Requirement a =>
Answer these questions about the passage on workplace safety stories, marking each answer (i), (ii) or (iii) on its own line.
(i) What do workplace stories often focus on instead of promoting the prevention of harm?
(ii) To whom must a story about losing an arm in a conveyor belt incident be seen as significant?
(iii) What do stories easily become if they do not resonate beyond the industry of occurrence?
--------------------
The best way of retaining information and information is through stories and the OHS people identified above have important stories to tell but often workplace stories focus on the struggle to regain health and well-being, or to cope with disability, rather than promote the prevention of harm. It is often hoped that the audience will make the link between the magnitude of a person’s struggle against adversity and the avoidance of harm. This link is made occasionally but that is usually when there is a an additional link beyond the story, where the speaker’s life lessons, or life stage, mirrors that of the audience member.
To be effective the stories must transcend the circumstance of the incident. For instance, a story about quadriplegia from not wearing a seatbelt in a truck rollover must be able to resonate with those outside the trucking industry. Losing an arm in a conveyor belt incident must be seen as significant to those who work outside of manufacturing. Bullying in a retail situation must be able to be understand by those in a different, regimented workplace or one where sufficient HR support is available. If these stories do not resonate beyond the industry of occurrence, they easily become stories of individual resilience rather than indicate a systemic failure, a cultural failure or a flaw in the system of work.
--------------------
Requirement b => Gather and copy every line of the rows below that contains the string "fork". Case counts when matching.
--------------------
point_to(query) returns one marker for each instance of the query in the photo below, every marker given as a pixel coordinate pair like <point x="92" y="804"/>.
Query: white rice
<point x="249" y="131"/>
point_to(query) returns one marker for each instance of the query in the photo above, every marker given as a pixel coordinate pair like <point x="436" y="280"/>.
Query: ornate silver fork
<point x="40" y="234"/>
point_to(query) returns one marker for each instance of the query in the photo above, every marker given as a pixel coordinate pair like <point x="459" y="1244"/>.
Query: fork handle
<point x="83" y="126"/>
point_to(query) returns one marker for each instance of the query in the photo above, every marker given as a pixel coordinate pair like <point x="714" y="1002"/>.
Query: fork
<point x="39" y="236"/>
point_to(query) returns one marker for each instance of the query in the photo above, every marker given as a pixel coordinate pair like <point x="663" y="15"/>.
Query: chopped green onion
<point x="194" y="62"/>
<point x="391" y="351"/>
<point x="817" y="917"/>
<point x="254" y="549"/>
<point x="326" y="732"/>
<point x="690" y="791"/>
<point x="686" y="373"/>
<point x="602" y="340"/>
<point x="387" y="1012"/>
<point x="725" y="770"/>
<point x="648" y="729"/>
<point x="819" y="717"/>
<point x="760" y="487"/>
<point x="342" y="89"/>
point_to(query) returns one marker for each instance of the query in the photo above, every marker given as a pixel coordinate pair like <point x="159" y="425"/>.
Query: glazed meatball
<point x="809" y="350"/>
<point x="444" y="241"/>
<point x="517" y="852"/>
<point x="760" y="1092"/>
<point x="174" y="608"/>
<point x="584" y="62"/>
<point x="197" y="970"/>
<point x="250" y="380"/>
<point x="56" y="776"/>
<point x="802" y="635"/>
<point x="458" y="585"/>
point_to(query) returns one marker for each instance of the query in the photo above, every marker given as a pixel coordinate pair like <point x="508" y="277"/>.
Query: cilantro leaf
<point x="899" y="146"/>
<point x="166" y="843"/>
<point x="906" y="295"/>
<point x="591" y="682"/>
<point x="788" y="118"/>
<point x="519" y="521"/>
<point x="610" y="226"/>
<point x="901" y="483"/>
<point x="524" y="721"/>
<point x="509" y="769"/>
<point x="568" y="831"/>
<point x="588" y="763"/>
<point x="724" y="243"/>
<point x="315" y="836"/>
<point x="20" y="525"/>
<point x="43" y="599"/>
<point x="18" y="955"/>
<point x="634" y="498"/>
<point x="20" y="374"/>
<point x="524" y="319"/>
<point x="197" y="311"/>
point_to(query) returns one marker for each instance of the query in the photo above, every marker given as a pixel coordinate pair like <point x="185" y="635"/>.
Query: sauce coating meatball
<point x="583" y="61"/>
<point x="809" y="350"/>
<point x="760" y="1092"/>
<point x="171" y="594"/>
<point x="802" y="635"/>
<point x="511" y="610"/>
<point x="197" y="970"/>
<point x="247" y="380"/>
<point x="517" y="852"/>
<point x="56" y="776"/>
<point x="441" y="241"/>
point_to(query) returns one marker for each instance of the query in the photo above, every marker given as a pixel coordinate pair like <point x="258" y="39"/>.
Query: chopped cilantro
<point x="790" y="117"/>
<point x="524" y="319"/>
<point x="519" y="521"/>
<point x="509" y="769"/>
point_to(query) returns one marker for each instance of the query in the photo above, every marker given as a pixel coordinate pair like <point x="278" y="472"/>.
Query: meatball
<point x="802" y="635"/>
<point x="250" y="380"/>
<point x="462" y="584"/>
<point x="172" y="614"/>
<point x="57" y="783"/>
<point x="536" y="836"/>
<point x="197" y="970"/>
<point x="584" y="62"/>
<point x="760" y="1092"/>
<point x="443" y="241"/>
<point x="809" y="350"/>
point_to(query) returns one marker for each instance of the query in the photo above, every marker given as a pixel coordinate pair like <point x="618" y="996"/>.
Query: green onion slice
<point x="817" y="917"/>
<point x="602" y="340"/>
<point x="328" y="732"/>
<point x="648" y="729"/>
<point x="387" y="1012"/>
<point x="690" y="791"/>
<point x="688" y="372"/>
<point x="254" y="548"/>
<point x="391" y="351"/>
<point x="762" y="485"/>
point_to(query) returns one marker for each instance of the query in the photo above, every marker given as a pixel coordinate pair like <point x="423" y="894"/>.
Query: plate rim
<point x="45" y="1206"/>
--------------------
Final result a =>
(i) The struggle to regain health and well-being, or to cope with disability.
(ii) Those who work outside of manufacturing.
(iii) Stories of individual resilience rather than an indication of a systemic failure, a cultural failure or a flaw in the system of work.

Final result b =>
Query: ornate silver fork
Query: fork handle
Query: fork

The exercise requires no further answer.